● Excerpt to read:
START
Has my right hon. Friend still in mind the general desire to have a debate on the Report of the Select Committee on Procedure? Can he give any further information about when this is likely to take place?

Mr. Butler

We hope to fit that in before the Recess. I know there is a general demand for a debate, and so we shall, so to speak, cater for such a debate; but at the moment I cannot give the exact date.

Mr. Janner

Would the right hon. Gentleman be good enough to say whether he will provide an opportunity for the Second Reading of the Small Business Dwelling Houses Bill, which should be a non-contentious matter, in view of the anomaly which has been created regarding small shopkeepers who are now excluded from enjoying the same privileges as persons occupying houses where there are no shops? Will he give consideration to the possibility of this Bill receiving a Second Reading? There will probably be no opposition.

Mr. Butler

I cannot give any assurance. On the last occasion the Bill came up for Second Reading on its own account during private Members' time, but the House was counted out during the discussion on the preceding Bill, with the result that this Bill suffered. I cannot give any assurance about it at the moment.

Mr. Biggs-Davison

Has my right hon. Friend studied the Motion on the Order Paper concerning the review of the Charter of the United Nations Organisation and the Amendment to that Motion in the names of about 36 of my hon. Friends and my own name? May we be assured that Her Majesty's Government will take steps to ascertain the views of this House before making or accepting proposals for such a review?

[That this House urges Her Majesty's Government to propose at the forthcoming meeting of the Committee on Arrangements for a Charter Review Conference that the Committee should recommend to the Fourteenth Session of the United Nations General Assembly that a Charter Review Conference be held in 1960, and that, meanwhile, Her Majesty's Government consider what changes should be made in the Charter, with a view to promoting world peace through the development of enforceable world law.]

[In line 6, leave out from "peace" to end and add "on the basis of respect for treaties, international law, the independence of nation-states, and the co-operative exercise of their sovereignty for mutual and general benefit; to preventing subversive or irresponsible interference with the discharge by the United Kingdom, France, the United States of America and other Powers of their special responsibilities for international security and the peaceful advancement of their overseas territories; and to ensuring that the United Nations Organisation and connected international agencies are not misused so as to weaken the Commonwealth, whose strength and solidarity are essential to world stability".]

Mr. Butler

I have before me copies of the Motion and the suggested Amendment. I do not think that at the moment my hon. Friend need feel that his point of view would be neglected by the Government. I do not think there is any immediate likelihood of action.

Miss Herbison

Since the Leader of the House honoured the Church of Scotland by being present for many hours at its debate on Central African Federation and Nyasaland, and since he knows about the deliberations and the nature of the debate and the proposals, is he considering giving time for the House to discuss these matters in an attempt to prevent any further deterioration of the situation in Nyasaland, and in an attempt to bring about better race relations there?
END
● Stored data:
START
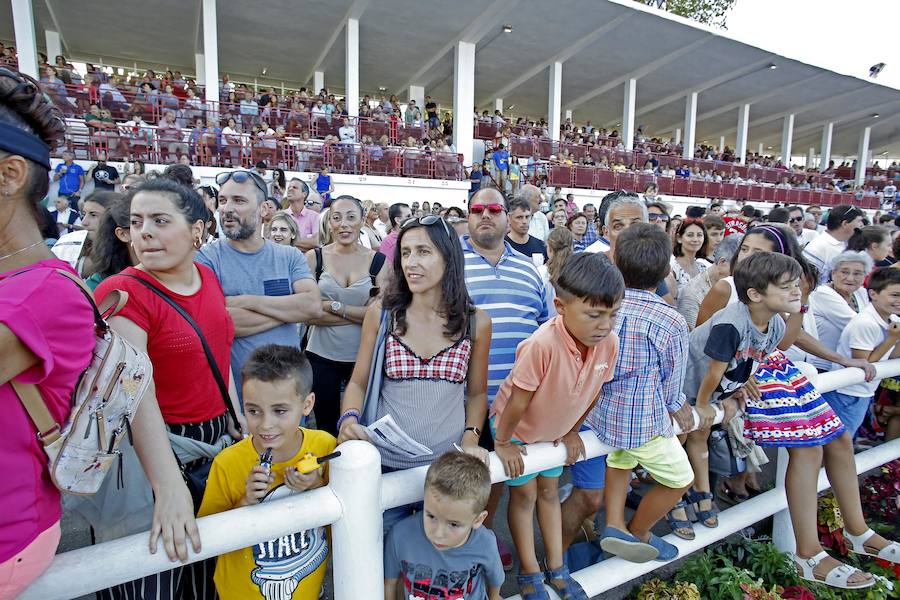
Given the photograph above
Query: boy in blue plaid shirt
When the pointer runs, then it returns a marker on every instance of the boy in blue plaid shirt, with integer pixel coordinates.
(636, 408)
END
● What you need to do:
[1] Which speakers are named in the headings of the Commons exchange on business of the House? List each one once.
[2] According to Mr. Butler in the Commons exchange, what happened to the Small Business Dwelling Houses Bill the last time it came up for Second Reading?
[3] Carry on the Commons exchange on business of the House from the point where it stops.

● Task-by-task results:
[1] Mr. Butler, Mr. Janner, Mr. Biggs-Davison, Miss Herbison

[2] The House was counted out during the discussion on the preceding Bill, so this Bill suffered.

[3]
Mr. Butler

These matters are of very great importance and I think that in the usual course of events they will be considered by the usual channels with a view to considering whether a debate should take place. The relevance of my attendance as a visitor at the meeting of the Church of Scotland should not be overrated. It is an assembly of a different character from that of the Imperial Parliament. The education I derived was of course beneficial to me, and I hope to all concerned.

Mr. Grimond

Reverting to the report of the Devlin Commission, can the right hon. Gentleman assure the House that it is the intention of the Government that the report will be available before we rise for the Summer Recess?

Mr. Butler

I must stick very closely to the constitutional proprieties. I think it would probably be preferable if it were published before the Houses rises, because we all want to know what the Commission has to say. But I do not think that I can speak for the Commission. I have only said that if I am able to ascertain any information, I will impart it to the House.

Mr. Short

Now that the Government have had before them the proposals of the Cunard Company for some time, can the Minister say when the House is likely to have an opportunity to debate this further subsidy from public funds to yet another private firm?

Mr. Butler

We must be quite sure that we base an answer on this matter on the latest information. I shall have to consult my right hon. Friend the Minister of Transport and Civil Aviation before giving a reply.

Mr. P. Williams

Is the right hon. Gentleman aware of the Motion on the Order Paper referring to the stockpiling of nuclear warheads? Will he assure the House that he will give an opportunity for debating this matter at an early date, so that the point of view of the Opposition may be made known to this House and to the country?

[That this House, noting the refusal of the French Government to permit nuclear warheads in American custody to be stockpiled in France, is equally opposed to their being stockpiled in this country, and to any transfer to Great Britain from French territory of American nuclear-weapon-carrying aircraft.]

Mr. Butler

I can quite see the relevance and importance of my hon. Friend's question. Whether the opportunity will arise and time be made for a debate, I am not yet able to say.

Dr. Stross

May I ask the Leader of the House whether he has noted that the Gulbenkian Foundation has now reported on the needs of the provinces concerning the arts? Is he aware, also, that the Arts Council will soon be publishing its views on provincial needs, and may we have an assurance that the Government will find time for a debate on this matter before the Recess?

Mr. Butler

We have a somewhat crowded programme. While I do not underestimate the importance of the report of the Gulbenkian Foundation, I cannot give such an assurance on this occasion.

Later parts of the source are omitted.